-------- Data supplied --------
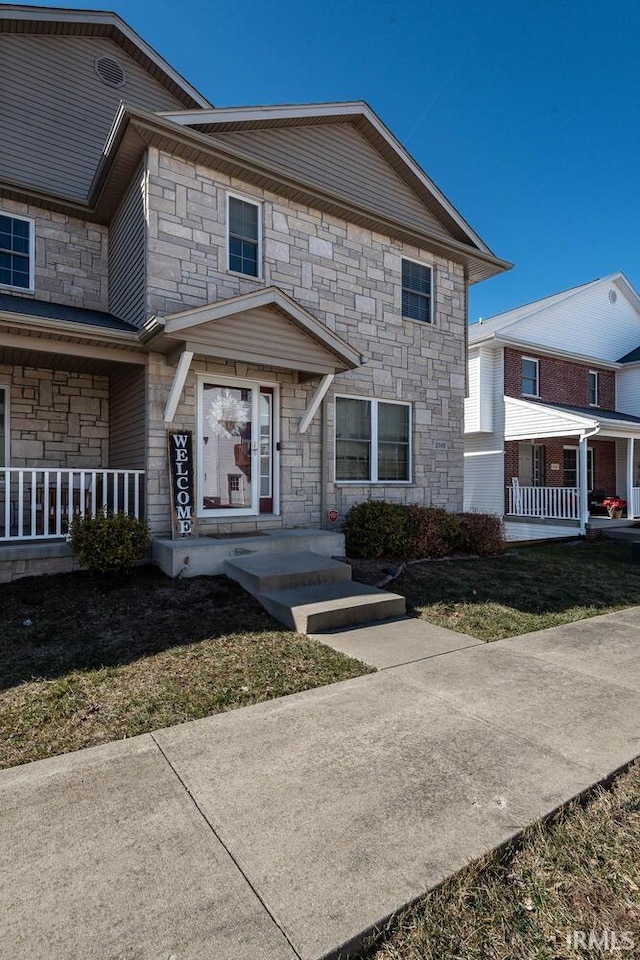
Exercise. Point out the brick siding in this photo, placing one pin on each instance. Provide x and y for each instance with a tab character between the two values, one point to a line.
560	381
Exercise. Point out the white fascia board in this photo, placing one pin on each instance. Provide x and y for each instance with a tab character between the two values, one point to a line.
287	111
69	327
349	108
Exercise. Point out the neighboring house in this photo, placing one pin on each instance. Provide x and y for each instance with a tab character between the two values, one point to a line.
552	417
285	282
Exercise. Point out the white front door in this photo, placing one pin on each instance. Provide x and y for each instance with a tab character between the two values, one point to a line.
235	448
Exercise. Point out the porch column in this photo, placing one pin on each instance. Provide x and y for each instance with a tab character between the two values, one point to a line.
630	451
583	483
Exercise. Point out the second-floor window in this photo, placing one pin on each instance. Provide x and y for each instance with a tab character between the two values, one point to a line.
530	377
416	291
244	238
16	252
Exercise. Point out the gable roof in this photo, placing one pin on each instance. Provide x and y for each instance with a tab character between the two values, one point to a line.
225	122
58	21
508	325
265	326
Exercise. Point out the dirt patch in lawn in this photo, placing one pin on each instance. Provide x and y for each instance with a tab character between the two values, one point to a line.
85	660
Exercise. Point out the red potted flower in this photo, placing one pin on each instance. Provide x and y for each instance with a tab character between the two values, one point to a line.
615	506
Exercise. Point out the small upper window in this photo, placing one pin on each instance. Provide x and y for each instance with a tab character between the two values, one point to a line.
416	291
16	252
244	237
530	378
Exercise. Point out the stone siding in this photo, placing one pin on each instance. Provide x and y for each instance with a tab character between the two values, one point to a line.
71	258
57	419
350	278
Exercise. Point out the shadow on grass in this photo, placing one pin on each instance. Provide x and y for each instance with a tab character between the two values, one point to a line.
532	580
80	622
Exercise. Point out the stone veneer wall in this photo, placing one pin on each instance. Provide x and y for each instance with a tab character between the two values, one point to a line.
71	258
57	419
350	278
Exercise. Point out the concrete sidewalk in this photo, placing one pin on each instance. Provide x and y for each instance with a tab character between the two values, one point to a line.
286	829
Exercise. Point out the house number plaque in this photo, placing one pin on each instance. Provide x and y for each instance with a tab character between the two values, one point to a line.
181	474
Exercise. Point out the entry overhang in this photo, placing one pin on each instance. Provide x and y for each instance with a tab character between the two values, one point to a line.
265	327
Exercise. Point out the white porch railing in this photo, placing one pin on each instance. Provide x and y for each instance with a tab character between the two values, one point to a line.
38	503
553	503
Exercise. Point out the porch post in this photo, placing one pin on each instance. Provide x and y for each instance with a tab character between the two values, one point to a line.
630	504
583	482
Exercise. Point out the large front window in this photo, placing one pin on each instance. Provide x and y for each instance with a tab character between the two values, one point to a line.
373	441
16	252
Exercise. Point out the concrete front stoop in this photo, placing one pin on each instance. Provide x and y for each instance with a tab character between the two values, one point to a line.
311	593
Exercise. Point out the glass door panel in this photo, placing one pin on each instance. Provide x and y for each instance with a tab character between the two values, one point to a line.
266	449
227	450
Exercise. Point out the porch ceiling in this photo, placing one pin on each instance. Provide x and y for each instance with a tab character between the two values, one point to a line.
35	332
266	328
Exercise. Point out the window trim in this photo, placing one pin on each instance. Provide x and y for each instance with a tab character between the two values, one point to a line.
373	471
6	387
537	363
31	255
430	268
255	203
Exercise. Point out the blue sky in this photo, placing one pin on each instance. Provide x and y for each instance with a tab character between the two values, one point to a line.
526	115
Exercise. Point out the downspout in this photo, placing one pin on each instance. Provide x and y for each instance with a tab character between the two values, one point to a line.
583	476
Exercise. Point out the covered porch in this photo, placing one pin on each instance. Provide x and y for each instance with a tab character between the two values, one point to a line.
72	409
561	463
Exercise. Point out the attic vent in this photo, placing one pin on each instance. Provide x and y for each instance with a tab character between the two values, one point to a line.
110	71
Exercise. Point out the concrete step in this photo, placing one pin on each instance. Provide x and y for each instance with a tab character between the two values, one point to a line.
285	571
315	609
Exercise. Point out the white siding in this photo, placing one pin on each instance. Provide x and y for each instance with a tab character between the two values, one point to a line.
484	452
472	402
628	391
479	405
588	324
484	481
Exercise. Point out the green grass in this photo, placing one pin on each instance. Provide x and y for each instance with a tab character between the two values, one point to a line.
101	660
579	871
524	590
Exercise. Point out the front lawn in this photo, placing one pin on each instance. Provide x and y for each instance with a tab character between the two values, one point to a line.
527	589
574	876
84	661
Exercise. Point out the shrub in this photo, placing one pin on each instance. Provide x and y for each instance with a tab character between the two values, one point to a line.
481	533
432	532
376	529
109	543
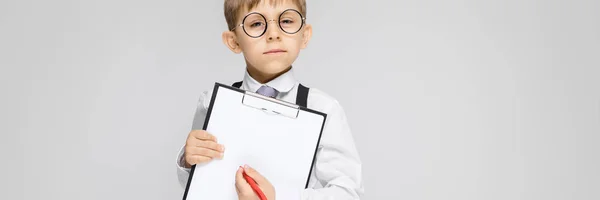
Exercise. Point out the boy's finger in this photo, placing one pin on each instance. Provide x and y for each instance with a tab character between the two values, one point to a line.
260	180
210	145
201	151
242	186
203	135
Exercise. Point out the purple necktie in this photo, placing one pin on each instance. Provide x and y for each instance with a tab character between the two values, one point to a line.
267	91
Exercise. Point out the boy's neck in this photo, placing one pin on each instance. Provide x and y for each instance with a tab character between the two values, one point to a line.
264	78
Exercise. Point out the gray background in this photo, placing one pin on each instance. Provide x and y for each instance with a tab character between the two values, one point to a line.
446	99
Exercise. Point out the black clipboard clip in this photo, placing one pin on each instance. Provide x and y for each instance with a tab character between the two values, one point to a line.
270	105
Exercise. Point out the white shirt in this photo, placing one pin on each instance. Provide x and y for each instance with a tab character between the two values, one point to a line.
337	171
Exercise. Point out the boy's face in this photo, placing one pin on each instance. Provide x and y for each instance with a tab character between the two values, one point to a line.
275	50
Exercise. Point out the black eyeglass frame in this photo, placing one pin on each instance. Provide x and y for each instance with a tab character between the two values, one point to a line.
267	23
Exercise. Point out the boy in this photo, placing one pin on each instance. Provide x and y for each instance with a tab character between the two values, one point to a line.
269	50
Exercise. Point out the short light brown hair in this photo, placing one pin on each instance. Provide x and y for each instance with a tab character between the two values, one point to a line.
232	8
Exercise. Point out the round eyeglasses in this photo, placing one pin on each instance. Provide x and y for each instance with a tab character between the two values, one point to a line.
255	24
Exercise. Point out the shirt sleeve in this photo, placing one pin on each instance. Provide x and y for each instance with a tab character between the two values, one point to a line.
337	166
183	173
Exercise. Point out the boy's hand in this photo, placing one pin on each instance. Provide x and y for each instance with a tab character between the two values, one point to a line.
201	147
243	188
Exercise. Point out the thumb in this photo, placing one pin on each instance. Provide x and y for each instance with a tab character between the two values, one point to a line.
260	180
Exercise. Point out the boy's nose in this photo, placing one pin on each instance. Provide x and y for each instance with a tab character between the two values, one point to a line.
273	31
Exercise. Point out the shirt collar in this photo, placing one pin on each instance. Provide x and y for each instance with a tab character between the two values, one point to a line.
283	83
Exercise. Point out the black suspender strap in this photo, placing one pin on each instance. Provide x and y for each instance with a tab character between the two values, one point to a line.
301	96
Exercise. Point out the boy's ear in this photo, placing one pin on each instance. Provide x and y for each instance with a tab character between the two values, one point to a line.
307	34
230	40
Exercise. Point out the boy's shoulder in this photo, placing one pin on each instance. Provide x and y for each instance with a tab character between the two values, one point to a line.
323	102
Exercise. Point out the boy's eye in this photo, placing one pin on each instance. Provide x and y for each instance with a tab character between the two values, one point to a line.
256	24
287	21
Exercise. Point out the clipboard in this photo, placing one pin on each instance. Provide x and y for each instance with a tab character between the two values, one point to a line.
277	138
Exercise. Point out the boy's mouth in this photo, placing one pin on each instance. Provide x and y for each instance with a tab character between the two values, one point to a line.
274	51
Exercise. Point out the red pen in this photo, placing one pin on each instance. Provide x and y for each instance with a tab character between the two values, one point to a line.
254	186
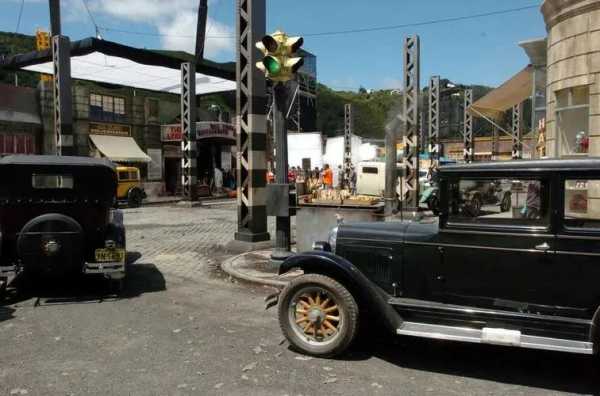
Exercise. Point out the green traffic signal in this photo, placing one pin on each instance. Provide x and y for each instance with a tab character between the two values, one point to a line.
272	65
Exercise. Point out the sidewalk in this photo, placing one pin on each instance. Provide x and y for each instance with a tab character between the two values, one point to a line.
255	267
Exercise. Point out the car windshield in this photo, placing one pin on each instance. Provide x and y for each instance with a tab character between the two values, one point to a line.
52	181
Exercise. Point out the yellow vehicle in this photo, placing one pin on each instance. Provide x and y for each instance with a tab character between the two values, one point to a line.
130	188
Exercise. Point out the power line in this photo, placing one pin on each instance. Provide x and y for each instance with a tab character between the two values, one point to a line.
422	23
353	31
20	15
91	18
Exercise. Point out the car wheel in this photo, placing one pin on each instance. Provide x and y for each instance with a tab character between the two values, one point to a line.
506	203
134	198
434	205
318	315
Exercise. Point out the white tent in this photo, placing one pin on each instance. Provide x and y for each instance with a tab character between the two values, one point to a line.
99	67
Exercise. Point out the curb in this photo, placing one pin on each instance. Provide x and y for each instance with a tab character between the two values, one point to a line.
228	268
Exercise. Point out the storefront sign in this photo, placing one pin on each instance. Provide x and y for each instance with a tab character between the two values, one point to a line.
100	128
204	130
155	166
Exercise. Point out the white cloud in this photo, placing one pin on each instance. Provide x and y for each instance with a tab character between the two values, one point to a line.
392	83
175	20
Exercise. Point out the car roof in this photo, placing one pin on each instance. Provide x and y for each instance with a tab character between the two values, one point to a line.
540	165
49	160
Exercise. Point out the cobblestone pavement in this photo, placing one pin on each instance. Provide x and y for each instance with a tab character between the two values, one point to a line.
180	330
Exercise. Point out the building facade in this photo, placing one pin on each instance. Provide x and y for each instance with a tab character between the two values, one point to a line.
573	85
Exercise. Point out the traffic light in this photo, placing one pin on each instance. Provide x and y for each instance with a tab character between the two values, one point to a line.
279	63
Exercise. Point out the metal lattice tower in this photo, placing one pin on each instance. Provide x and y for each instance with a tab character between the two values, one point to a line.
188	129
348	131
63	97
517	148
411	112
468	151
251	104
434	118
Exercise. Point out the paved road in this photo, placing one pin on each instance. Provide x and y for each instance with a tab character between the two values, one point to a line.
185	329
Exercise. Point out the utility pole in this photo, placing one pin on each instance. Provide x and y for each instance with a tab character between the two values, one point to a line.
348	130
201	29
280	65
63	96
282	223
251	105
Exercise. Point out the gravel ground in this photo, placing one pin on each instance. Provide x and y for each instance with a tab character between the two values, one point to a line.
183	328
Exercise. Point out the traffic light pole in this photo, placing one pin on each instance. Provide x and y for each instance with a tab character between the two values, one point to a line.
282	223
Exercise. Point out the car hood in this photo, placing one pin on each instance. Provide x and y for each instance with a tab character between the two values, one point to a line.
392	231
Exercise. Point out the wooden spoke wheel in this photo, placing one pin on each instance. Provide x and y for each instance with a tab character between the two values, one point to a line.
318	315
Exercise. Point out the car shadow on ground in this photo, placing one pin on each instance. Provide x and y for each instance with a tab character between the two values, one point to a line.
141	278
553	371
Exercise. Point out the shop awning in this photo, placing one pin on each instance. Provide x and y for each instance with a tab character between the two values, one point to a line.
119	148
512	92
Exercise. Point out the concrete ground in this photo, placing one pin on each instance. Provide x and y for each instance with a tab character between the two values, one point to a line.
185	328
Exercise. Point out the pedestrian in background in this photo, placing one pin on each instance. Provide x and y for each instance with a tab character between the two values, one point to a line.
327	177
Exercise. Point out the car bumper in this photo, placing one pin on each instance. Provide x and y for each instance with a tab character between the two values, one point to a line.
114	270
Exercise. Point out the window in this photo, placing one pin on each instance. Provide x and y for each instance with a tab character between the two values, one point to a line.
107	108
582	203
52	181
504	202
572	120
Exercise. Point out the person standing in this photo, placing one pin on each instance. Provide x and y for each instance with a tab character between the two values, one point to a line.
327	177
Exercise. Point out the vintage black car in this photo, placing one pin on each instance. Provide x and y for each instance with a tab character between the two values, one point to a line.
56	218
528	276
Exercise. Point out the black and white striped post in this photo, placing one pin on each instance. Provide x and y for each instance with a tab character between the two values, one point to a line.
251	104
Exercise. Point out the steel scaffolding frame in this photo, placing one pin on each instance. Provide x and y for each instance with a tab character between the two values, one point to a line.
188	128
348	131
469	150
63	97
411	112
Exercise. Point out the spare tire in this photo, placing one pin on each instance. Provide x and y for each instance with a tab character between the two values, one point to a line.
51	244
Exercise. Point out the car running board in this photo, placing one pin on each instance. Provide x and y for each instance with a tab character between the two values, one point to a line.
496	336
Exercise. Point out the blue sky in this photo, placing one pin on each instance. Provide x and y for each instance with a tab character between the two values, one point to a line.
477	51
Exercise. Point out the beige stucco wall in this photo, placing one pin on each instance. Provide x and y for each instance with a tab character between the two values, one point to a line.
573	60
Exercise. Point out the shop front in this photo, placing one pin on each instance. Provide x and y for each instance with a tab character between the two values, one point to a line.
215	151
114	142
--------
- **Stated problem**:
All lines from the one with "Exercise. Point out the spare" through the final line above are to be quoted exactly; quote no other line.

- **Exercise response**:
Exercise. Point out the spare tire in this photo, placing one pin on each instance. Provide x and y for each instance with a tab character between the two values, one point to a line.
51	244
Exercise. Point out the car running board in this photo, placing one pin on each instance. Provide x and y for each instance with a tab character between the two values, one point to a line.
496	336
Exercise. Point out the blue sky in this photo, placing one pin on each instance. Provide x and y for each instance with a tab character between the two values, one point to a line.
477	51
Exercise. Point out the beige stucco wall in this photo, placing one pin on each instance. Provide x and y for each instance with a tab character between the two values, one point to a line.
573	60
Exercise. Point out the shop front in this photo, placing one pin on each instance. Provide x and y for each instance with a tab character between the two values, one point to a line.
215	151
114	142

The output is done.